## Job
Return, unchanged, each line of the material below that includes the word "arched".

## Records from a data collection
== == ==
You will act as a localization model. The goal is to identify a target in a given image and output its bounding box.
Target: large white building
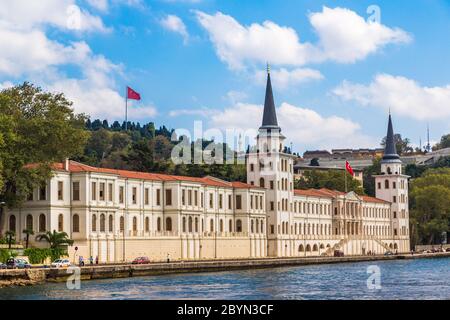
[3,70,410,262]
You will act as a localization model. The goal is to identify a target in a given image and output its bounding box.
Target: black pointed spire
[383,113,400,160]
[261,65,279,129]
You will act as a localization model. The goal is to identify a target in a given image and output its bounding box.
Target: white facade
[3,74,409,262]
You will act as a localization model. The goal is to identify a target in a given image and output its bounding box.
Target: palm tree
[22,229,34,249]
[5,231,16,250]
[36,230,73,249]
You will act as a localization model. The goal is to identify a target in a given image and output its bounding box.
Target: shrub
[24,248,67,264]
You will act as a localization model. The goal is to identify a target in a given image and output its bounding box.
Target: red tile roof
[41,160,260,189]
[294,188,389,203]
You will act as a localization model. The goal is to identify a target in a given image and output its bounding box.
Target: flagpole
[125,87,128,131]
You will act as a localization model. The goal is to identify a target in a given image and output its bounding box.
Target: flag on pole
[127,87,141,100]
[345,161,355,177]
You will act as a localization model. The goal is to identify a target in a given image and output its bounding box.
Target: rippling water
[0,258,450,300]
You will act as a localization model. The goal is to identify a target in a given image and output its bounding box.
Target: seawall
[0,252,450,288]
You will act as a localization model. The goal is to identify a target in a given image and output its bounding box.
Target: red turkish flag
[127,87,141,100]
[345,161,355,177]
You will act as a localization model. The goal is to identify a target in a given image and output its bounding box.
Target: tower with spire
[247,65,295,257]
[375,114,409,252]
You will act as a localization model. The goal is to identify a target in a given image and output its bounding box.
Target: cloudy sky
[0,0,450,152]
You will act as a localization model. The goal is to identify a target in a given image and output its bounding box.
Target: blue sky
[0,0,450,152]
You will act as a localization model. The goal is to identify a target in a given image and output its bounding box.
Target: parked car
[132,257,150,264]
[50,259,70,268]
[6,258,31,269]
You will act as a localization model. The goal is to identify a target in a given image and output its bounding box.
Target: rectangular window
[58,181,64,200]
[119,186,124,203]
[156,189,161,206]
[91,182,97,201]
[72,181,80,201]
[209,193,214,209]
[99,182,105,201]
[108,183,113,202]
[166,189,172,206]
[39,186,47,201]
[236,194,242,210]
[131,187,137,204]
[144,188,150,205]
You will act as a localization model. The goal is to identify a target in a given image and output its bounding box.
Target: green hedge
[23,248,67,264]
[0,249,17,263]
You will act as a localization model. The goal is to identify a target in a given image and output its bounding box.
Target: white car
[51,259,70,268]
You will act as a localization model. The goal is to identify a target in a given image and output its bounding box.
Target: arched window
[144,217,150,232]
[119,216,125,232]
[9,215,16,232]
[26,214,33,230]
[108,214,114,232]
[133,217,137,232]
[100,213,106,232]
[92,214,97,232]
[259,178,266,188]
[72,214,80,232]
[39,214,46,232]
[166,217,172,231]
[188,217,193,232]
[156,218,161,232]
[236,219,242,232]
[58,214,64,232]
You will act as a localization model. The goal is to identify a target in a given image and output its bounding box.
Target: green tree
[5,230,16,250]
[22,229,34,249]
[0,82,88,232]
[36,230,73,249]
[410,168,450,244]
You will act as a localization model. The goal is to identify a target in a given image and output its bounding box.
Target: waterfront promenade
[0,252,450,287]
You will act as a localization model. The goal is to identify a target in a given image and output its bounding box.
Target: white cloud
[209,103,378,150]
[309,7,411,63]
[160,14,189,42]
[333,74,450,120]
[255,68,324,89]
[0,0,156,119]
[196,7,410,69]
[0,0,109,32]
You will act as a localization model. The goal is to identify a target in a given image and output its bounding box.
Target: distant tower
[375,115,410,252]
[247,65,295,256]
[426,124,431,152]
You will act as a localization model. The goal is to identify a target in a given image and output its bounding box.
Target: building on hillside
[3,69,409,263]
[294,164,364,186]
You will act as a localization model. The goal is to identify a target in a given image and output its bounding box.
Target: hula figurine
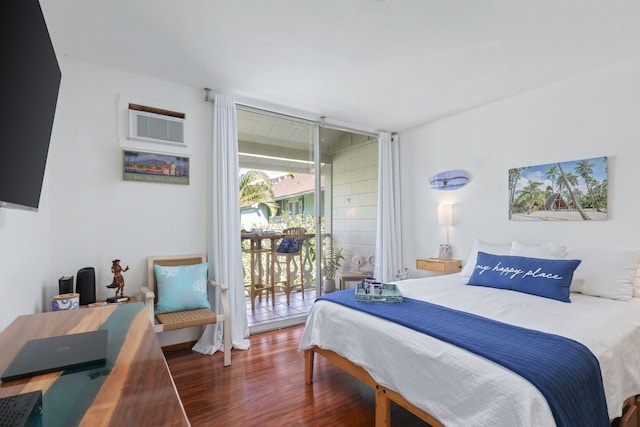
[107,259,129,298]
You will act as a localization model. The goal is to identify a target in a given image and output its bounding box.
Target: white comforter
[300,274,640,427]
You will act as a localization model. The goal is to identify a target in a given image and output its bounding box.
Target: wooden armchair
[142,254,231,366]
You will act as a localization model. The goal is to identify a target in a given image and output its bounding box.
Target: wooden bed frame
[304,346,640,427]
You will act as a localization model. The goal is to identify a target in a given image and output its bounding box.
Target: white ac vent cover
[129,110,186,147]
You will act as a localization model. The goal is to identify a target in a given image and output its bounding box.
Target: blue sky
[516,157,607,193]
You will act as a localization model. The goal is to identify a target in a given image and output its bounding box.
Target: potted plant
[322,247,344,293]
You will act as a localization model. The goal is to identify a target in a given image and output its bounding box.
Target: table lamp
[438,204,453,259]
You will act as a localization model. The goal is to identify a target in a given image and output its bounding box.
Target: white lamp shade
[438,204,453,227]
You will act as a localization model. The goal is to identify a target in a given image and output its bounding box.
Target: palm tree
[557,163,591,220]
[518,181,544,214]
[509,168,523,219]
[545,165,560,194]
[575,159,602,212]
[240,169,278,216]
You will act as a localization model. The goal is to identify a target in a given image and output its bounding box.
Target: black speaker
[76,267,96,305]
[58,276,73,295]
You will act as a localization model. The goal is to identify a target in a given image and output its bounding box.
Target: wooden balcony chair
[142,254,231,366]
[270,227,307,305]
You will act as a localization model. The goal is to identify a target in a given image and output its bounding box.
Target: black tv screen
[0,0,62,210]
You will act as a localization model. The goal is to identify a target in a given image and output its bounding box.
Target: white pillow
[510,240,567,259]
[460,239,511,277]
[566,247,640,301]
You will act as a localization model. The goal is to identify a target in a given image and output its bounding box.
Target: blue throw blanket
[319,289,610,427]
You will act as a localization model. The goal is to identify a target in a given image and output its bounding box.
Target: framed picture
[509,157,608,221]
[122,150,189,185]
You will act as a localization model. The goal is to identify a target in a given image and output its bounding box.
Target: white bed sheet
[299,274,640,427]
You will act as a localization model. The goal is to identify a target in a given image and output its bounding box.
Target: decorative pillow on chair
[276,238,304,254]
[467,252,580,302]
[153,262,211,314]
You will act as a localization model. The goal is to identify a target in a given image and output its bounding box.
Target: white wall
[331,142,378,270]
[48,60,211,304]
[0,188,50,331]
[0,57,211,344]
[400,57,640,276]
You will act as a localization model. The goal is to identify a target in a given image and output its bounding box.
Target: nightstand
[340,271,373,289]
[416,258,462,274]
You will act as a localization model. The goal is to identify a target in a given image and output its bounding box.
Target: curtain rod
[204,87,382,138]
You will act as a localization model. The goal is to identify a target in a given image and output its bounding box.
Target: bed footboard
[304,347,444,427]
[304,346,640,427]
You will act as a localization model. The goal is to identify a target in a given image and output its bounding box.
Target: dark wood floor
[165,326,428,427]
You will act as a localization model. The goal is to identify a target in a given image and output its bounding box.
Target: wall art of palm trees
[122,150,189,185]
[509,157,608,221]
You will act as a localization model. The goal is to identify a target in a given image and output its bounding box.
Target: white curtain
[193,94,249,354]
[374,132,404,282]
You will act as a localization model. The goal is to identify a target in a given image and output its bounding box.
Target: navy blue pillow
[276,238,304,254]
[467,252,581,302]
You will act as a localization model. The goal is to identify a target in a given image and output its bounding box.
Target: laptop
[0,390,42,427]
[0,329,109,381]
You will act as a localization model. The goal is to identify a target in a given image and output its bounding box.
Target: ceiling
[40,0,640,131]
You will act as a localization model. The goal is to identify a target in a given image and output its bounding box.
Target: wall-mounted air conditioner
[128,109,186,147]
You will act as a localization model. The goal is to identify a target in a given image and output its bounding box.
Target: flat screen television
[0,0,62,211]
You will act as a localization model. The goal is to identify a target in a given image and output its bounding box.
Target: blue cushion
[276,238,304,254]
[153,262,211,314]
[467,252,580,302]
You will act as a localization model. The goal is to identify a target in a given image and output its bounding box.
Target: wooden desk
[0,303,190,426]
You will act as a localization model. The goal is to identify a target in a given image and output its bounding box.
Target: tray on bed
[356,281,402,303]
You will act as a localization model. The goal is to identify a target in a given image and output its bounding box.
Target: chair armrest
[209,280,231,323]
[209,280,229,290]
[140,286,156,325]
[209,280,232,366]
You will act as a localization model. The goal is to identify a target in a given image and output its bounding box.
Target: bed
[299,241,640,427]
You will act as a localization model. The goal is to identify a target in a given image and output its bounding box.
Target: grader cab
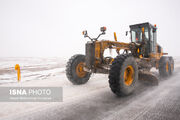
[66,22,174,96]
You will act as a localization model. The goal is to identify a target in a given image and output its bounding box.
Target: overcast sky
[0,0,180,57]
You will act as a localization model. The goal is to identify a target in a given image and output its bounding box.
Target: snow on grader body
[66,22,174,96]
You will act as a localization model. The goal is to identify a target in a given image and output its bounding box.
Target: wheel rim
[166,62,169,72]
[124,65,134,86]
[76,62,87,78]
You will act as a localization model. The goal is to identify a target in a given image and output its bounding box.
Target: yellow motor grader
[66,22,174,96]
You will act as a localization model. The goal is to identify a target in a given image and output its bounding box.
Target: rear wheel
[109,54,138,96]
[159,56,174,77]
[66,54,91,85]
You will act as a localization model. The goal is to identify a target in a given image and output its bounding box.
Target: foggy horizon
[0,0,180,58]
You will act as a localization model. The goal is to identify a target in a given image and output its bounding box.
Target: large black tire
[159,56,174,77]
[109,54,138,96]
[66,54,91,85]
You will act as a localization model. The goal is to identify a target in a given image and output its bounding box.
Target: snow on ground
[0,58,180,120]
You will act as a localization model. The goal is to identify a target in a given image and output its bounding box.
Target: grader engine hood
[85,42,95,69]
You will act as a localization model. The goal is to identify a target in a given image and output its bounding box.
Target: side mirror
[82,30,87,37]
[126,31,128,36]
[100,27,106,33]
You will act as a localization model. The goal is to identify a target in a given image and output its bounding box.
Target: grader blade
[139,71,159,86]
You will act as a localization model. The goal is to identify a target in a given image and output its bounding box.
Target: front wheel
[109,54,138,96]
[66,54,91,85]
[159,56,174,77]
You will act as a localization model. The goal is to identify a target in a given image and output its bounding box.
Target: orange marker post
[15,64,21,82]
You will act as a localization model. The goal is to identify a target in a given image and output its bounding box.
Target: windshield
[131,27,149,42]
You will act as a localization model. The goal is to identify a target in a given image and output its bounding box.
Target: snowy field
[0,57,180,120]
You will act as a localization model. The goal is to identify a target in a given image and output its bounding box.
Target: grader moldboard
[66,22,174,96]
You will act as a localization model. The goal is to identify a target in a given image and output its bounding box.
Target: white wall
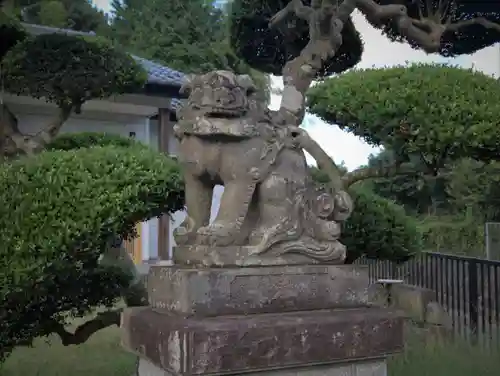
[11,105,155,260]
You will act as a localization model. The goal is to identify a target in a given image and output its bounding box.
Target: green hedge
[0,145,184,362]
[341,187,422,263]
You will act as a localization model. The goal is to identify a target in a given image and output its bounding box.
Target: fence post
[390,261,398,279]
[468,259,479,340]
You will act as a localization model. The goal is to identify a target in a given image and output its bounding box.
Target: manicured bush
[0,145,184,362]
[341,186,422,263]
[2,34,147,113]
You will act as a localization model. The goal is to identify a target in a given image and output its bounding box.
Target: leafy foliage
[308,64,500,167]
[341,186,422,263]
[4,0,107,32]
[0,10,27,60]
[368,149,449,215]
[0,144,184,360]
[45,132,142,151]
[372,0,500,56]
[2,34,147,112]
[311,167,422,263]
[230,0,363,76]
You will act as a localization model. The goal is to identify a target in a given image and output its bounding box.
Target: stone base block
[135,359,387,376]
[173,245,343,267]
[148,265,369,316]
[122,307,403,376]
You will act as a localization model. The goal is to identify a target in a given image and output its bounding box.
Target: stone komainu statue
[174,71,352,265]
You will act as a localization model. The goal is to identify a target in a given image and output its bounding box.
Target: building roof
[23,24,185,90]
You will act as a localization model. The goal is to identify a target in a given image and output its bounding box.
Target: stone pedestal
[122,265,403,376]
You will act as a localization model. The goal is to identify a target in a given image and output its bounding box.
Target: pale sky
[94,0,500,170]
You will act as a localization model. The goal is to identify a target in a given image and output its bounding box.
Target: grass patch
[0,318,500,376]
[388,326,500,376]
[0,326,136,376]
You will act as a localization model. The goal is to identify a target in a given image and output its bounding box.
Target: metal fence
[356,252,500,347]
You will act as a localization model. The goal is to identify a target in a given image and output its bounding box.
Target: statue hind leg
[174,174,213,245]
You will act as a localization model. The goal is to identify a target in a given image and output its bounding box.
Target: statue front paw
[196,222,238,247]
[173,216,196,245]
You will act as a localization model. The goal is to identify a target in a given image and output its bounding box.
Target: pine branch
[342,164,417,189]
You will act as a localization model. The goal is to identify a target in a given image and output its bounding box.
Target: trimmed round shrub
[0,10,27,60]
[0,145,184,361]
[307,64,500,163]
[2,34,147,113]
[341,187,422,263]
[45,132,143,151]
[230,0,363,77]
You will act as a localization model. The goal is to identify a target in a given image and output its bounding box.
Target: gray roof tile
[132,56,185,86]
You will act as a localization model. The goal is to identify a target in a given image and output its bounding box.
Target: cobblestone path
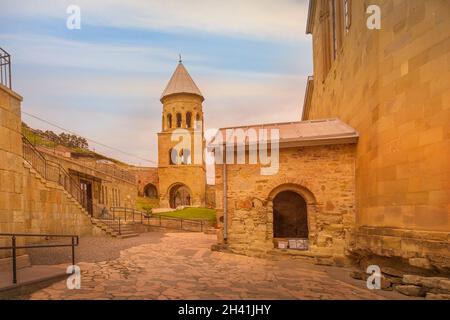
[29,233,404,300]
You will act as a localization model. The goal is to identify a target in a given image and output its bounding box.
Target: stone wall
[23,163,94,236]
[0,85,94,258]
[132,167,159,197]
[205,184,216,208]
[158,165,206,208]
[216,144,355,257]
[305,0,450,267]
[40,152,137,208]
[0,85,24,258]
[158,94,206,208]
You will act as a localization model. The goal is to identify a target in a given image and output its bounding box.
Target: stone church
[135,61,206,208]
[212,0,450,273]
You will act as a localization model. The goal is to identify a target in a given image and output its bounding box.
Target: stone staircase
[23,160,139,239]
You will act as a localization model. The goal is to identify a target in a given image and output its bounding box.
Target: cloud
[2,0,308,41]
[0,0,310,174]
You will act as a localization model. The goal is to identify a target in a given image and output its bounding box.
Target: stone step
[117,233,139,239]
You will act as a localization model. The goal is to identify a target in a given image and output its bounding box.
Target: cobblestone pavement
[28,233,410,300]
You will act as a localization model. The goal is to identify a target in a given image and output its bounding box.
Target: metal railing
[110,207,208,232]
[22,136,91,213]
[92,204,122,235]
[0,233,80,284]
[0,48,12,89]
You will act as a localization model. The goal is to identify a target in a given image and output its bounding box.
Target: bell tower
[158,59,206,208]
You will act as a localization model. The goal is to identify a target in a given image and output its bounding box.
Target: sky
[0,0,312,170]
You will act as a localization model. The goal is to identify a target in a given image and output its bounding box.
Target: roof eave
[159,91,205,102]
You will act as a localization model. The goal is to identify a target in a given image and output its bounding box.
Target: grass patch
[160,208,216,223]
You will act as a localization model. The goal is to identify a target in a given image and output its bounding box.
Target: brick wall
[216,145,355,257]
[306,0,450,267]
[0,85,24,258]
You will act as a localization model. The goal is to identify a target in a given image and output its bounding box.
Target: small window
[344,0,352,33]
[186,112,192,128]
[177,113,181,128]
[167,113,172,129]
[180,149,191,164]
[169,148,177,164]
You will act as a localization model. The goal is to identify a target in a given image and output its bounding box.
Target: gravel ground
[28,232,165,265]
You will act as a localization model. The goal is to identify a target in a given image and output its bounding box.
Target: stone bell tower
[158,59,206,208]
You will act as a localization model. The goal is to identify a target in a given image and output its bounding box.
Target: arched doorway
[273,191,309,239]
[144,183,158,198]
[170,184,191,209]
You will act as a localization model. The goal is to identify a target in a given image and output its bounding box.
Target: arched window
[273,191,309,239]
[167,113,172,129]
[195,113,200,129]
[186,111,192,128]
[180,149,191,164]
[144,183,158,198]
[169,148,178,164]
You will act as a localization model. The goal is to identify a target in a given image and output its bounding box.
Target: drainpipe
[222,162,228,243]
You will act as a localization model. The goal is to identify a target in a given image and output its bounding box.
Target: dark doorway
[80,180,93,216]
[144,183,158,198]
[170,184,191,208]
[273,191,308,239]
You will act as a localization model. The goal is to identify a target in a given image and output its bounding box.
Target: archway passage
[144,183,158,198]
[273,191,308,239]
[170,184,191,208]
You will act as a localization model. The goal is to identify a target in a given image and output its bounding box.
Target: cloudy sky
[0,0,312,166]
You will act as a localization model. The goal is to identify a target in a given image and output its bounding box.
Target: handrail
[0,48,12,89]
[0,233,80,284]
[110,207,204,232]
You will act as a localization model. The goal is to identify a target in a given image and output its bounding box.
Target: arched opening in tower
[144,183,158,198]
[177,113,181,128]
[186,111,192,128]
[167,113,172,129]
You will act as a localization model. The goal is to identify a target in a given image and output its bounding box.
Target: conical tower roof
[161,61,205,101]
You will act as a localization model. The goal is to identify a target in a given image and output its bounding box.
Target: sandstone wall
[306,0,450,267]
[158,165,206,208]
[41,152,137,208]
[205,184,216,208]
[216,145,355,257]
[23,163,94,241]
[133,167,159,196]
[0,85,24,258]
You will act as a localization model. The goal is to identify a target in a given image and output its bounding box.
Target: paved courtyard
[26,233,405,300]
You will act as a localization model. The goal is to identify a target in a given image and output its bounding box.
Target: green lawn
[156,208,216,223]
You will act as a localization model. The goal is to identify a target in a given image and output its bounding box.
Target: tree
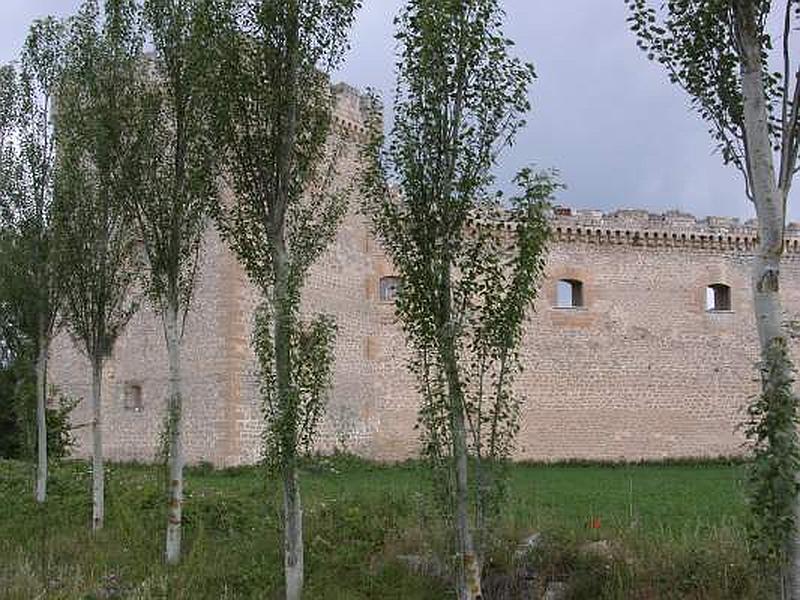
[127,0,216,564]
[56,0,149,530]
[200,0,360,600]
[364,0,557,600]
[0,18,65,503]
[626,0,800,598]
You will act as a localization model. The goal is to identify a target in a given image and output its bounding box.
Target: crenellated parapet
[331,83,372,136]
[553,207,800,254]
[471,206,800,255]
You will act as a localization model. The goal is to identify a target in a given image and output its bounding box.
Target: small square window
[706,283,731,312]
[379,276,400,302]
[124,382,144,412]
[556,279,583,308]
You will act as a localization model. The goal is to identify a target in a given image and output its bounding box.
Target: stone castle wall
[50,85,800,465]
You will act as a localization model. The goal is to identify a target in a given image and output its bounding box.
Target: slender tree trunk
[164,301,183,565]
[36,335,47,504]
[735,0,800,600]
[272,236,303,600]
[283,461,303,600]
[92,357,105,531]
[442,334,482,600]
== == ==
## Finished answer
Target: arched window
Target: arched doorway
Target: arched window
Target: arched opening in tower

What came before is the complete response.